# ERFORDERLICHE AUFGABEN
a: In welcher Zeitung erschien laut dem Auszug über die streunenden Esel der Artikel, der das neue Chip-Projekt ankündigte?
b: Führe den Auszug über die streunenden Esel nach seinem letzten Satz fort.
== AUSGEWÄHLTER AUSZUG ==
Bauer kennt Bauer, und da nun mal jeder jeden kennt, ist es schnell herauszufinden, zu wem ein freilaufender Gaul gehört. Natürlich frage ich mich schon, ob ein Chip am Ohr dazu führen wird, dass die dann leicht zu identifizierenden Besitzer ihre Pferde und Esel auf ihrem Grundstück halten werden, aber ernsthaft Sorgen mache ich mir darüber, ob es denn wirklich so weitergehen soll mit all den streunenden Eseln. Wird man sie weiterhin aussetzen, sich selbst überlassen und in Kauf nehmen, dass schwere Unfälle passieren können?

 

Der Artikel, den ich las, und in dem das neue Chip-Projekt angekündigt wurde, stand in der lesvorischen Tageszeitung „Embros“ und beantwortete nicht wirklich meine Fragen. Zwar habe ich gerade erst kürzlich entdeckt, dass man mit nur einem Klick auf der Tastatur ganze Webseiten im Internet übersetzt bekommt, aber die Texte, die dann in der holländischen oder englischen Sprache herauskommen sind wirklich dümmer, wie ein Esel nur sein kann. Aber nichts desto trotz, verfüge ich jetzt über die lokalen Zeitungen, die Online erscheinen. Das griechische Abrakadabra nimmt sogar manchmal erkennbare Formen an, und siehe da, ein Artikel über „strooilicht Ezels“ (griech.:adéspota gaidoéria). In der englischen Fassung ist es korrekt mit „streunende Esel“ übersetzt, aber bitte, welch ein niederländisches Wörterbuch benutzen sie bei Google?
===
== DATENZEILEN ==
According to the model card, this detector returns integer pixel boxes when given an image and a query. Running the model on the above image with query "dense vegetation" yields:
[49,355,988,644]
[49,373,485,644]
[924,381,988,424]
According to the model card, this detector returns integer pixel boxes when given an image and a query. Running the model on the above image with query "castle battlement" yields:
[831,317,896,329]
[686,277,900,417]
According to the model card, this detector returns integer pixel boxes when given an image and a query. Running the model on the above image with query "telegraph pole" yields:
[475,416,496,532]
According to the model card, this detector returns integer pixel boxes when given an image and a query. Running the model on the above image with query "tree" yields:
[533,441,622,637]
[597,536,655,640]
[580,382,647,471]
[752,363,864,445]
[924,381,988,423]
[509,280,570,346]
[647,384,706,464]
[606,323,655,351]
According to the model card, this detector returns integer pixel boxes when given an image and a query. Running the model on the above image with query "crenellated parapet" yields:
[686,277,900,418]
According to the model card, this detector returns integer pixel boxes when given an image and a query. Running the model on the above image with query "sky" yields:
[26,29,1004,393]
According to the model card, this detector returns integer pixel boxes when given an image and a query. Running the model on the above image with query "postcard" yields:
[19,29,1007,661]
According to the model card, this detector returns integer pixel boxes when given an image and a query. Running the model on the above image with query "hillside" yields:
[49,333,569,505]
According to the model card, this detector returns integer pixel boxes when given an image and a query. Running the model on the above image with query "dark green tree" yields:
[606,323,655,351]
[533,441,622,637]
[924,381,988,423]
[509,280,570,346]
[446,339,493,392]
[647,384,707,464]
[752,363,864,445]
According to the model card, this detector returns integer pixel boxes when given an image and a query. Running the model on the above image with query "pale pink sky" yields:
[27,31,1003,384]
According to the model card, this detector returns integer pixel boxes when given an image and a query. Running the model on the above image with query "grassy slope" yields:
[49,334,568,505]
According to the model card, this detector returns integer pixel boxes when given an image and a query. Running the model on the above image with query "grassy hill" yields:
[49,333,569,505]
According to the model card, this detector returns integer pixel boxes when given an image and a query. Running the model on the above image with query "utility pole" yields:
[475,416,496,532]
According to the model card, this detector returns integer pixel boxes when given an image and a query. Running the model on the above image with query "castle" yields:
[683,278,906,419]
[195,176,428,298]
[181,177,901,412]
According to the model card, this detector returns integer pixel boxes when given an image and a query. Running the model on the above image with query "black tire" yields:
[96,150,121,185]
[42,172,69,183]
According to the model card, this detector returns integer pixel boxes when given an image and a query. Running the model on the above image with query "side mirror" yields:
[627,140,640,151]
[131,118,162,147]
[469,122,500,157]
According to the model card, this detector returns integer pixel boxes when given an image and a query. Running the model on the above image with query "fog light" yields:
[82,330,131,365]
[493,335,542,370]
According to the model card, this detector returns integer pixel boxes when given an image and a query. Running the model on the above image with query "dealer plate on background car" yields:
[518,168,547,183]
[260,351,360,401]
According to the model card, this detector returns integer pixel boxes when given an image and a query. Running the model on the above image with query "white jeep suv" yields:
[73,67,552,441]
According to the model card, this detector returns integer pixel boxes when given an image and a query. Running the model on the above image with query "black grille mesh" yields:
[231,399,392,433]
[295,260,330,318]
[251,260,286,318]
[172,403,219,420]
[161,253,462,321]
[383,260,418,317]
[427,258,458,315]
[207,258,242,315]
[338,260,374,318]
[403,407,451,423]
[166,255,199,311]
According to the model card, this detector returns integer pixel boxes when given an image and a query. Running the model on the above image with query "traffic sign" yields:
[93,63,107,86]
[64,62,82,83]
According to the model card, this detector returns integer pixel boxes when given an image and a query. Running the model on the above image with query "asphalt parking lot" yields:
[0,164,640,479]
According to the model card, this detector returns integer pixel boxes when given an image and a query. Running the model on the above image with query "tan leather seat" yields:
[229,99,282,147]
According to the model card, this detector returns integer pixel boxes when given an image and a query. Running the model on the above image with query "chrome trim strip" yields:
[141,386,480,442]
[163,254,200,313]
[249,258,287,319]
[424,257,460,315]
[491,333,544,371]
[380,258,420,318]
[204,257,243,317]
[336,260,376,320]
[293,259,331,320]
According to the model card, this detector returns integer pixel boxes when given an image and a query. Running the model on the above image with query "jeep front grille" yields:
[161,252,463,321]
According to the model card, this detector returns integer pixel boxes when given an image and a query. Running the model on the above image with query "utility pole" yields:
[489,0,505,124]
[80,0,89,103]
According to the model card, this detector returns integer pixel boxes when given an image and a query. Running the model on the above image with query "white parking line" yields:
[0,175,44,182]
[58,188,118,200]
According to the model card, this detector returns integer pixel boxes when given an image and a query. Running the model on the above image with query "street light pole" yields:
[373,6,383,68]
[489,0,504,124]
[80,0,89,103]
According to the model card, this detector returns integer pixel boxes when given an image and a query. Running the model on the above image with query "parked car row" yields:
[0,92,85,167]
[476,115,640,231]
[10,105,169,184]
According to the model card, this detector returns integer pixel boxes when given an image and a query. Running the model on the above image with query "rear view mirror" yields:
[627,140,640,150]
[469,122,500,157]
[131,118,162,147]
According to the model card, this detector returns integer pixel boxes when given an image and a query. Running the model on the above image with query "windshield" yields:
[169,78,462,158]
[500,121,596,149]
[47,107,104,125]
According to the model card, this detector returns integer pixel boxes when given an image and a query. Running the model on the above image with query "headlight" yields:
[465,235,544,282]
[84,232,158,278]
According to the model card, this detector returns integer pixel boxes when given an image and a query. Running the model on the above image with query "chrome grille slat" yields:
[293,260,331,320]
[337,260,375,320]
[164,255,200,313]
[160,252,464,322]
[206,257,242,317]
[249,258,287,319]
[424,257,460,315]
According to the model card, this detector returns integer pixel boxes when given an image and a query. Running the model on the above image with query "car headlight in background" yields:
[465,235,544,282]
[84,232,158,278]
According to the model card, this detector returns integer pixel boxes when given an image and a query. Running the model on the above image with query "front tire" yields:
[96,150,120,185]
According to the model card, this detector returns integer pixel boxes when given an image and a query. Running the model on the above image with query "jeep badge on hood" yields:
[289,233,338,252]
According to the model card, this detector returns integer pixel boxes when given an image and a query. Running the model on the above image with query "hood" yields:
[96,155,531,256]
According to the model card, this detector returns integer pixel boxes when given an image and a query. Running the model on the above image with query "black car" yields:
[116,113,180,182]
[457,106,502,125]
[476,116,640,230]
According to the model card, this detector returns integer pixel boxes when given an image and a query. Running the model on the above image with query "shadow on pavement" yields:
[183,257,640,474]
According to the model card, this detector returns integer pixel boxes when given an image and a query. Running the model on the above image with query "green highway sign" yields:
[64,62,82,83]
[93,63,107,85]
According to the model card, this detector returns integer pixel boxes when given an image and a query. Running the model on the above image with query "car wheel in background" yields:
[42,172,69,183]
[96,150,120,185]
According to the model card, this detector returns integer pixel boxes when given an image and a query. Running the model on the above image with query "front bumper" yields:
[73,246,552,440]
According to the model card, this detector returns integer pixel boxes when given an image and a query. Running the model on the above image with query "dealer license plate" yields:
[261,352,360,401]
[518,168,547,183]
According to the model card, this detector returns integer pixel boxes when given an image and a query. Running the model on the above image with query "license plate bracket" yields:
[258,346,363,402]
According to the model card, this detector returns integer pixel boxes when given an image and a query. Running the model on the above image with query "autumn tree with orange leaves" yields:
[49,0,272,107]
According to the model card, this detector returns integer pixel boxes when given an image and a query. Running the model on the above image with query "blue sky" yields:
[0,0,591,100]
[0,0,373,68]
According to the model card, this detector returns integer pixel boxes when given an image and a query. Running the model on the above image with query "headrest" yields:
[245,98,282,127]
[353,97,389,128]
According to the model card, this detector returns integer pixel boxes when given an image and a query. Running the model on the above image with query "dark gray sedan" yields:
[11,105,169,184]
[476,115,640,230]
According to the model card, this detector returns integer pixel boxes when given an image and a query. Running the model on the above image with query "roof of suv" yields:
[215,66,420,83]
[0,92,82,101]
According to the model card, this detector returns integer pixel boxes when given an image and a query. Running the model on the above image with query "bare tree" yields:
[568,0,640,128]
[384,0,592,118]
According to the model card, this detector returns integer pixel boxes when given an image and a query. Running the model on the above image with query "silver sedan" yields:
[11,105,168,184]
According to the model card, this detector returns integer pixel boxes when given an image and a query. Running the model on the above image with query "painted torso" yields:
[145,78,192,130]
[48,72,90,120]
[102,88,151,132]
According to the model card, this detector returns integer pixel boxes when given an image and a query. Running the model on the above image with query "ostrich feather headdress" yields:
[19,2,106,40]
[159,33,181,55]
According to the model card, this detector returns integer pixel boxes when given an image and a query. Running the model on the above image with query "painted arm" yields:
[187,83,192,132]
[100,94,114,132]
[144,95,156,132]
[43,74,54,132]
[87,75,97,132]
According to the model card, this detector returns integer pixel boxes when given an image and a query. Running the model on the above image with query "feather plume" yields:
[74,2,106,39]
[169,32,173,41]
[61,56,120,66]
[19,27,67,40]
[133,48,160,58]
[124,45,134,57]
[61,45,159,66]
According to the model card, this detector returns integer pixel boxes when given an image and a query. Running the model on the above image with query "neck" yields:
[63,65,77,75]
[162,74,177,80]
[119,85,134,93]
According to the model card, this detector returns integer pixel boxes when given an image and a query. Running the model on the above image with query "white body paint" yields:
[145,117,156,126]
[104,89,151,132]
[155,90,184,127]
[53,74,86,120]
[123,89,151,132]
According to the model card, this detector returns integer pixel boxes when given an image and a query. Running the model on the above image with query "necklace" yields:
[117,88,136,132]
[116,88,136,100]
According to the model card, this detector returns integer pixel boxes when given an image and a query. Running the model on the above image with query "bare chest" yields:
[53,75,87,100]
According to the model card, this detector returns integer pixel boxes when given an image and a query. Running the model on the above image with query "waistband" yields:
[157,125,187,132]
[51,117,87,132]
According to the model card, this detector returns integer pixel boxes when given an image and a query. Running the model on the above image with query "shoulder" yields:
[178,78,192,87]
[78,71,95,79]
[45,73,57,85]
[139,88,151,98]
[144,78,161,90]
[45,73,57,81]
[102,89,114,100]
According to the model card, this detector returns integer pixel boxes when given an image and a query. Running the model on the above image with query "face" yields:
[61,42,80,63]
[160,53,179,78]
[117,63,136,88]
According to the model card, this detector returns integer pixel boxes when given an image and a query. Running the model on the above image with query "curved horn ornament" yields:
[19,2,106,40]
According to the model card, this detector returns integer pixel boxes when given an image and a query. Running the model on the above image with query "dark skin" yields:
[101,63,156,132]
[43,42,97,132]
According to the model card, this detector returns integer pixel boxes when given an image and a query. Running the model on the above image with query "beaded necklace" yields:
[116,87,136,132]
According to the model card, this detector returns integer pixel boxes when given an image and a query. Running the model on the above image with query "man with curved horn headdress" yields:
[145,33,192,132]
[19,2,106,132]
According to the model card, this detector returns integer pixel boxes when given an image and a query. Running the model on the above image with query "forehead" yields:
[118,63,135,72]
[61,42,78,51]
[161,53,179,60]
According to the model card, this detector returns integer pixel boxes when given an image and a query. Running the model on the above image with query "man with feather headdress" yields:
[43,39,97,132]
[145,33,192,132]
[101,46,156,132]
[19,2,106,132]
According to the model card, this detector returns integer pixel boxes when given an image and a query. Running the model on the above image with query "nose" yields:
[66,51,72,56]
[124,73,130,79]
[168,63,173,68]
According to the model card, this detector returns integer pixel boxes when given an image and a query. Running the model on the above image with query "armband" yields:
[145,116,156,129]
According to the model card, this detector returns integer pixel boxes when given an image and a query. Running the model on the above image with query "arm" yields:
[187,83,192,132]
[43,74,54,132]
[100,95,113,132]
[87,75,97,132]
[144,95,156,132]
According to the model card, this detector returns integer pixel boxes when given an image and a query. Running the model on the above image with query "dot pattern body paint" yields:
===
# ERGEBNISSE DER AUFGABEN
a: In der lesvorischen Tageszeitung „Embros“.

b:
 

Tatsache ist, dass die streunenden Esel auf Lesvos vom Aussterben bedroht sind. Ob dem motorisierten Verkehr zum Opfer gefallen oder nicht, man sieht sie weniger und weniger am Wegesrand. Ein klassisches Bild Griechenlands wird nach und nach verschwinden, besonders wenn die Kennzeichnungspflicht eingeführt wird, denn dann wird ein jeder Bauer bestreiten, einen Esel zu haben...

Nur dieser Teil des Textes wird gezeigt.